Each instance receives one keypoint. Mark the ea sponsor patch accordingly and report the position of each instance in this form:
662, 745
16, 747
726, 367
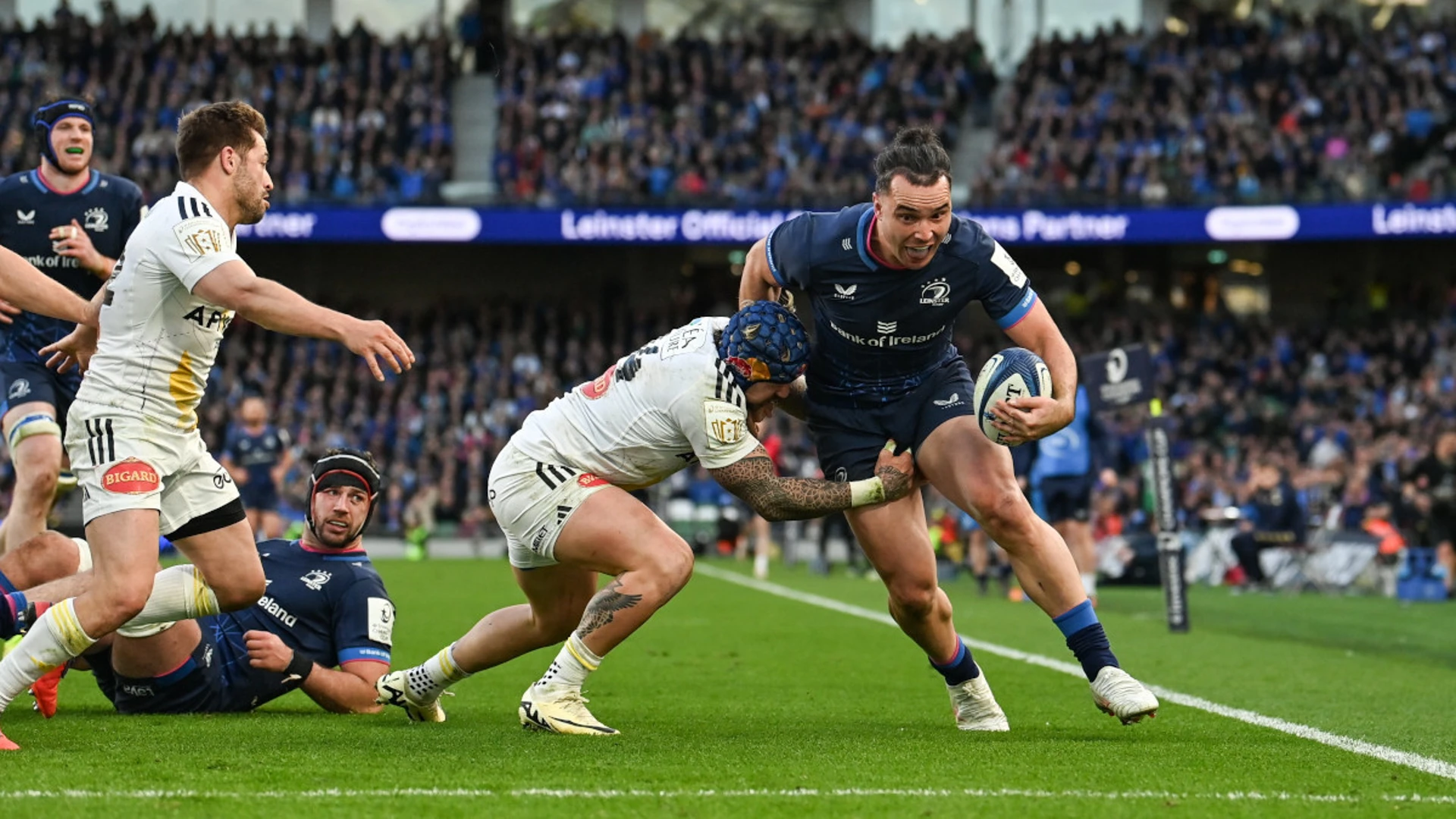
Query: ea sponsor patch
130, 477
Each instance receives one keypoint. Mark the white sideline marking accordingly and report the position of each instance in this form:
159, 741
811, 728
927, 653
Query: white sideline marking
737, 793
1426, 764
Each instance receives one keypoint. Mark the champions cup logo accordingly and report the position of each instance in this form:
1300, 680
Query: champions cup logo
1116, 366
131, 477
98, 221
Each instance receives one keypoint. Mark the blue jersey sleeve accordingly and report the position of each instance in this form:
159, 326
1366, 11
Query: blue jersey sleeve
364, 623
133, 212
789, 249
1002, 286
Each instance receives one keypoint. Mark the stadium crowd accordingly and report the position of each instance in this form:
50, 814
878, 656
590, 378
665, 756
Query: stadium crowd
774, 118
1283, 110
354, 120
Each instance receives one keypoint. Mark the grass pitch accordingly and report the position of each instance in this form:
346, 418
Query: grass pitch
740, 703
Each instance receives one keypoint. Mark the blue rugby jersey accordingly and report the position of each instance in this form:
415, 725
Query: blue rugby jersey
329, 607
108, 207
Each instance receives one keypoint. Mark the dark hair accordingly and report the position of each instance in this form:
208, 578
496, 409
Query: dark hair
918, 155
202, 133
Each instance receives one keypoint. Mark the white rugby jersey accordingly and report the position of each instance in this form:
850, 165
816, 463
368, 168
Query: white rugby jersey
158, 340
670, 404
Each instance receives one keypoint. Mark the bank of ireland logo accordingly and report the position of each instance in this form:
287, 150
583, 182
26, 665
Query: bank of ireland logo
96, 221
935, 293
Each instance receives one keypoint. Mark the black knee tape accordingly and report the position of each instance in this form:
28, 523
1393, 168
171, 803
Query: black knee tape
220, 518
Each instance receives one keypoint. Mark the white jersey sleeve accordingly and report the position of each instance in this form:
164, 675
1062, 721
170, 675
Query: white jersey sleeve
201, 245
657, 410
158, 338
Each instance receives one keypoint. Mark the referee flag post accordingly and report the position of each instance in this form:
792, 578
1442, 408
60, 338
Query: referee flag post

_YOUR OBJECTIVE_: Please rewrite all of the material above as a JSON list of strings, with one string per line, omitting blank lines and leaving out the pictures.

_THE SOLUTION_:
[
  "Each instance receives one keypoint. Mark the ea sponsor patch accordingly and report the position of each instance in this form:",
  "662, 745",
  "16, 747",
  "726, 367",
  "Query: ea sponsor patch",
  "130, 477",
  "Each instance receives one keypoint. Mark the white sideline marking accordingly and report the position of each instance in this form:",
  "159, 741",
  "811, 728",
  "927, 653",
  "Query: white sideline marking",
  "737, 793",
  "1426, 764",
  "Each instance receives one keypoint. Mark the champions cup logo accordingly and report the position of each instance in this form:",
  "1300, 680",
  "Query: champions cup logo",
  "1116, 366",
  "131, 477",
  "98, 221",
  "Each instance receives one keypoint. Mark the blue jersey sleeve accordingly and report the position of each instance in this form:",
  "159, 326",
  "1366, 11",
  "Query: blue jersey sleeve",
  "364, 623",
  "133, 212",
  "789, 249",
  "1002, 286",
  "Each instance receives one keypoint. Mark the stadium crowd accordingly and report the position of each instance in this form:",
  "50, 814",
  "878, 656",
  "590, 378",
  "665, 756",
  "Query: stadium crowd",
  "774, 118",
  "1283, 110",
  "354, 120",
  "Each instance receives one keypoint. Mark the grass pitch accordingly and report the position of each instance in this form:",
  "346, 418",
  "Query: grass pitch",
  "740, 703",
  "Each instance receives one keypoint. Mark the blue rugby jersey accordingly and report the position of each instance in this form:",
  "415, 725",
  "Query: blue rugby jersey",
  "329, 607",
  "108, 207",
  "Each instance receives one keypoint. Mark the dark hair accordingly and report the position of each instance in this form:",
  "208, 578",
  "496, 409",
  "Query: dark hair",
  "918, 155",
  "202, 133",
  "Each instance receives one keypoint. Mark the white rugby jersey accordingly and report the position of each instance in this form:",
  "850, 165",
  "816, 463",
  "368, 168",
  "Query: white rugby jersey",
  "158, 340",
  "670, 404",
  "Each instance receives one keypoint. Mark the bank of ireland logo accordingly and report the position of each instance in this form:",
  "287, 150",
  "583, 182",
  "26, 665",
  "Query: bank of ireland logo",
  "96, 221",
  "935, 293",
  "Each instance receives one keypoint. Mark the black knee tape accordingly and report the position of each instance in this form:",
  "28, 523",
  "1393, 168",
  "171, 803",
  "Query: black knee tape",
  "220, 518",
  "Each instance receives one keypoint. Mark the white jersey sleeve accordingly and report the position of each instance in this form:",
  "164, 675",
  "1062, 721",
  "170, 675",
  "Query: white jersey sleeve",
  "201, 245",
  "657, 410",
  "158, 338",
  "Each instance receives one keypoint. Mark the referee flag post accordingly and report the position of each instance in this form:",
  "792, 578",
  "1442, 408",
  "60, 338",
  "Query: referee flag post"
]